**PROBLEM DESCRIPTION:** What are the lines from the top of the entries through the one with "Spot the lower"? Write them out exactly, with no pictures.

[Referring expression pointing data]
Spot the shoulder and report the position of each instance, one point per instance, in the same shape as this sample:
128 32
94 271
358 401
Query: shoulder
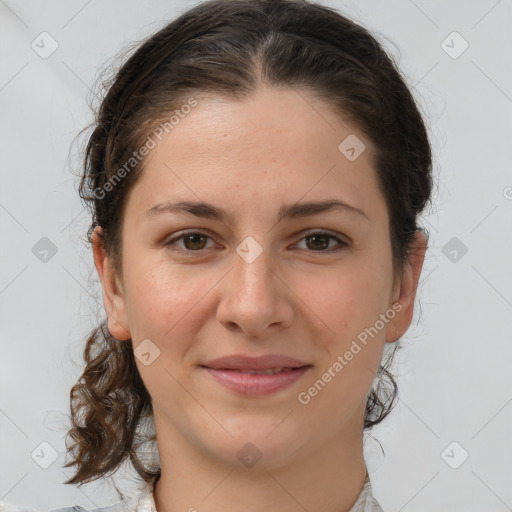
141 502
8 507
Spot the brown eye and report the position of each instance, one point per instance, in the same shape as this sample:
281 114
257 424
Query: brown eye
319 242
191 242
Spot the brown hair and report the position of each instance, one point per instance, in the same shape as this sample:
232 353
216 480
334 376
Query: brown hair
230 48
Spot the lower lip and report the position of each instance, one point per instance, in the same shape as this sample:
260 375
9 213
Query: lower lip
256 384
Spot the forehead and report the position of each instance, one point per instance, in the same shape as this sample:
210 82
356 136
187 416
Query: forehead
279 145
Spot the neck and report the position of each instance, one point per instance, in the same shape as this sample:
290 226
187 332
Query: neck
328 476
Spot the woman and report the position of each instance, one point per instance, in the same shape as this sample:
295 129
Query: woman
255 176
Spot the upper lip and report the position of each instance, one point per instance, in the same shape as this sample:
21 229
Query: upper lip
265 362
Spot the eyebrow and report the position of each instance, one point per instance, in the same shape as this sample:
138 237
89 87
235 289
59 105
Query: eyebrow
293 211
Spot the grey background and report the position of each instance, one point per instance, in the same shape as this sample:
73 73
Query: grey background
454 374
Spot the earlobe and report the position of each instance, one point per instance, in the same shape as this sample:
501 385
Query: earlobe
408 288
113 297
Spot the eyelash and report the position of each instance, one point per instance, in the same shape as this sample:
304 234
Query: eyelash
341 245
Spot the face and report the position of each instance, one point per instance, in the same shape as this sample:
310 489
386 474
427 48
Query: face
308 285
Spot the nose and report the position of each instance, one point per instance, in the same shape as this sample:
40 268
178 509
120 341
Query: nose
255 297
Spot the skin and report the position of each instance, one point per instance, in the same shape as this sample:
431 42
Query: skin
297 298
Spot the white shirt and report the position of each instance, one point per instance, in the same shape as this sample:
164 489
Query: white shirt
144 502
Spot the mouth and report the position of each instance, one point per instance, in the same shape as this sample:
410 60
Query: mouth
257 382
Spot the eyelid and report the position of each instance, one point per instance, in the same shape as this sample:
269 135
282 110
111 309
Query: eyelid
342 240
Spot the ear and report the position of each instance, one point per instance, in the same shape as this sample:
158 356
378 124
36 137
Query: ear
407 289
113 297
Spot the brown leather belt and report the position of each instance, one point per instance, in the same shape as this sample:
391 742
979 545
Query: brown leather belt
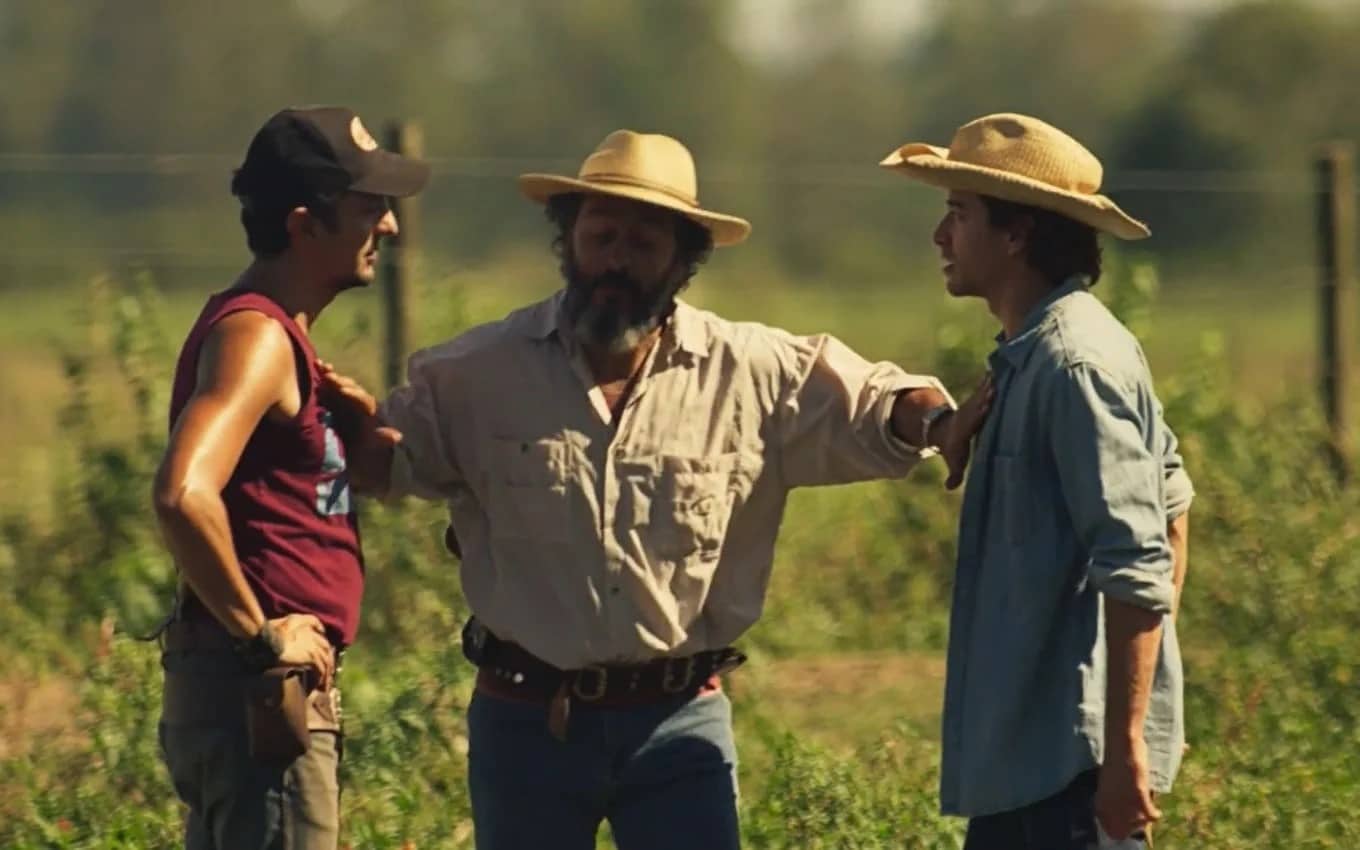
509 671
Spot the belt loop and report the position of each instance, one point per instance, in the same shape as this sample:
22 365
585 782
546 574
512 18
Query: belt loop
675 684
559 710
599 690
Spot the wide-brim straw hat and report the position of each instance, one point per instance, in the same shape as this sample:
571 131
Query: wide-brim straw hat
646 167
1022 159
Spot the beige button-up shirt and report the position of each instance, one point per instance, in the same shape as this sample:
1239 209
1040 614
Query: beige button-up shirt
588 540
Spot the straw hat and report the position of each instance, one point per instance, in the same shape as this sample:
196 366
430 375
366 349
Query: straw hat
1020 159
643 167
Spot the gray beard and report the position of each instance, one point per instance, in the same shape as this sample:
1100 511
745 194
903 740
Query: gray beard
607 329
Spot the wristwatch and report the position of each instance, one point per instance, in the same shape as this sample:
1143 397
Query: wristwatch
932 416
263 650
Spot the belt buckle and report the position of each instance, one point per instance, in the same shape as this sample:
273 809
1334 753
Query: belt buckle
672 684
599 690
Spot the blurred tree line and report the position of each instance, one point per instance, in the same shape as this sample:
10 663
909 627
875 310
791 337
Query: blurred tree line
1204 120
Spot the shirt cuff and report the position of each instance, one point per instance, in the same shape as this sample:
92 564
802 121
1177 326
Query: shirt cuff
1179 494
899 448
1139 586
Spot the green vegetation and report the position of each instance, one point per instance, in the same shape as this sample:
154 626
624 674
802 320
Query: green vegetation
1205 121
837 711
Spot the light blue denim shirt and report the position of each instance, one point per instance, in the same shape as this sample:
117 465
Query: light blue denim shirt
1073 482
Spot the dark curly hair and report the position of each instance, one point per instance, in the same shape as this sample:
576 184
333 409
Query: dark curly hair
694 242
264 214
1058 246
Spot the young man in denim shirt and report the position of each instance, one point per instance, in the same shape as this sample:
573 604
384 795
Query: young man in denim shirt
1064 692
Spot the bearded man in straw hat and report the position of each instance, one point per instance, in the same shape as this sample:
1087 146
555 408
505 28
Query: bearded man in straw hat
616 465
1062 701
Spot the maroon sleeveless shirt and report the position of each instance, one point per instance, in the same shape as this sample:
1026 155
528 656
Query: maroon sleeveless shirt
293 521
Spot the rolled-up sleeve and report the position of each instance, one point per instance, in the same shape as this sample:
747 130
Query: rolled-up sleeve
1179 491
835 414
1111 482
423 463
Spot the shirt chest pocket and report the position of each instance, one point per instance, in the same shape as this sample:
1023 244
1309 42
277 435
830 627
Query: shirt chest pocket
1012 498
527 488
691 506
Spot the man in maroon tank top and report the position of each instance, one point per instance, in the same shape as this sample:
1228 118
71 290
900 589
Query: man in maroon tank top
253 497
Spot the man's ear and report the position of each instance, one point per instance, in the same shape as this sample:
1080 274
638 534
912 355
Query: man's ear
1017 235
299 223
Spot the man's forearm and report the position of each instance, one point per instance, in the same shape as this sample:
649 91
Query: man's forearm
1178 535
199 537
1133 639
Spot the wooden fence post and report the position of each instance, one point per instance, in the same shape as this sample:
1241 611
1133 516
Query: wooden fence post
403 260
1337 257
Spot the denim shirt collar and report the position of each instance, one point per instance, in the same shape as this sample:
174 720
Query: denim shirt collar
1015 351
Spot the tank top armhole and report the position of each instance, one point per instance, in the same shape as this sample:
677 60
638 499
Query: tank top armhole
301 357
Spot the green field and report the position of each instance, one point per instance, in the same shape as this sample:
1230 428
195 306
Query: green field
837 711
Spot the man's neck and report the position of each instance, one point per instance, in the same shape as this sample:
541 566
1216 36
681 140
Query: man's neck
1016 297
614 366
290 287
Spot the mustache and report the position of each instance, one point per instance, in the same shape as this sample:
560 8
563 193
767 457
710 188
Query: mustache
614 280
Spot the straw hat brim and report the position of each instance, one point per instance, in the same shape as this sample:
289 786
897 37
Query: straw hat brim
932 165
725 229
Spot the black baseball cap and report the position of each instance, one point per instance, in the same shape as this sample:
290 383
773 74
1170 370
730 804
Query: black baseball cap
323 150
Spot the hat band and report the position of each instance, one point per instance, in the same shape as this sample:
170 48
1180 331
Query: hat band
629 180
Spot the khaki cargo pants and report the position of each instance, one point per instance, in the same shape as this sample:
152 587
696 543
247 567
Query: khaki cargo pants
235 803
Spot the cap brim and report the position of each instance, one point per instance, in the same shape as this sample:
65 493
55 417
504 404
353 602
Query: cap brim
393 176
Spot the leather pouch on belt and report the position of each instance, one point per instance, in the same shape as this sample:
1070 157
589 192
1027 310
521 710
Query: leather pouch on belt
276 714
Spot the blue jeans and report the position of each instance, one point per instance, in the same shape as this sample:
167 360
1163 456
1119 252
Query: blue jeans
663 775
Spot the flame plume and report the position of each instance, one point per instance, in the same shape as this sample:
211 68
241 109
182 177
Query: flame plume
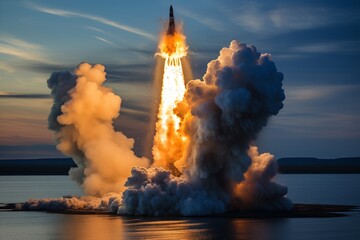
168 141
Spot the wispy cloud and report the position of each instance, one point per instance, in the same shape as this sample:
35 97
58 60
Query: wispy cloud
65 13
330 47
259 18
16 47
106 41
317 92
24 95
209 22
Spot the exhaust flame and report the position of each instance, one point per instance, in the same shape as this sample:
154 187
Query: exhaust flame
168 142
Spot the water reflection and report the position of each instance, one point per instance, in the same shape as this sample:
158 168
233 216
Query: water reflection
89 227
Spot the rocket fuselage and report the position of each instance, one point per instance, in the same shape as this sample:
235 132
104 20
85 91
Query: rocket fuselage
171 29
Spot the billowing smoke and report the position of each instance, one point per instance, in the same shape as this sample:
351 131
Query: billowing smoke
222 116
82 117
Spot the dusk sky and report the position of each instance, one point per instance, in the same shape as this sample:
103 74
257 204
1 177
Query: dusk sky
316 44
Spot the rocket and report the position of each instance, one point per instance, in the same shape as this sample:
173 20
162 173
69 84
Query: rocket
171 29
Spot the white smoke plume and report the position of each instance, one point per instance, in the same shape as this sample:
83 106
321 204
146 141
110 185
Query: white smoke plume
82 117
222 116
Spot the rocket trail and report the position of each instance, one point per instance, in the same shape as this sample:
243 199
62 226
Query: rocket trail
171 29
205 161
168 141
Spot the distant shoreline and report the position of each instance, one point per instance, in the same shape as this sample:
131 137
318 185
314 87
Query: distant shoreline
61 166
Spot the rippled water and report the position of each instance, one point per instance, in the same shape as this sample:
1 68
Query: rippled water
330 189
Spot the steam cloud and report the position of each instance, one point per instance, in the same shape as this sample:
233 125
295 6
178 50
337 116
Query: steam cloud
82 116
221 117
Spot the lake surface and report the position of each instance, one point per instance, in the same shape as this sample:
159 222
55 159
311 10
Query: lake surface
303 188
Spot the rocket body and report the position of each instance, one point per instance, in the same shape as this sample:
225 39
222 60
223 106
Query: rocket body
171 29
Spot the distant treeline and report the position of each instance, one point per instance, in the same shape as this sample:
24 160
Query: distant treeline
61 166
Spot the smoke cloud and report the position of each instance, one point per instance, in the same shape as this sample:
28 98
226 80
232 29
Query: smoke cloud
221 116
82 117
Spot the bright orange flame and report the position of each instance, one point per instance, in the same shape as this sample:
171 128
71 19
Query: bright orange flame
168 141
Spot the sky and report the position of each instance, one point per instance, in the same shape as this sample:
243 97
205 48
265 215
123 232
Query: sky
316 44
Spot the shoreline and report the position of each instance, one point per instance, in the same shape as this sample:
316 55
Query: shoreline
299 211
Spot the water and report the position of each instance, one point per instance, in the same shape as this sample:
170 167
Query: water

**ANSWER FOR THE TASK:**
Spot the shoulder and report the position of each instance, one point per instance, in the same shape as this sample:
128 32
94 271
358 401
Query: shoulder
141 502
8 507
Spot the brown eye and report the position of each instance, one point per instance, in the same shape as this sample:
281 114
257 424
Query: brown eye
319 242
191 242
Spot the brown hair and report the position of each instance, one point per instance, in the same shape as this sample:
232 353
216 480
334 376
Query: brown hair
230 48
Spot the lower lip and report the position of each instance, one point per instance, in the same shape as this sample:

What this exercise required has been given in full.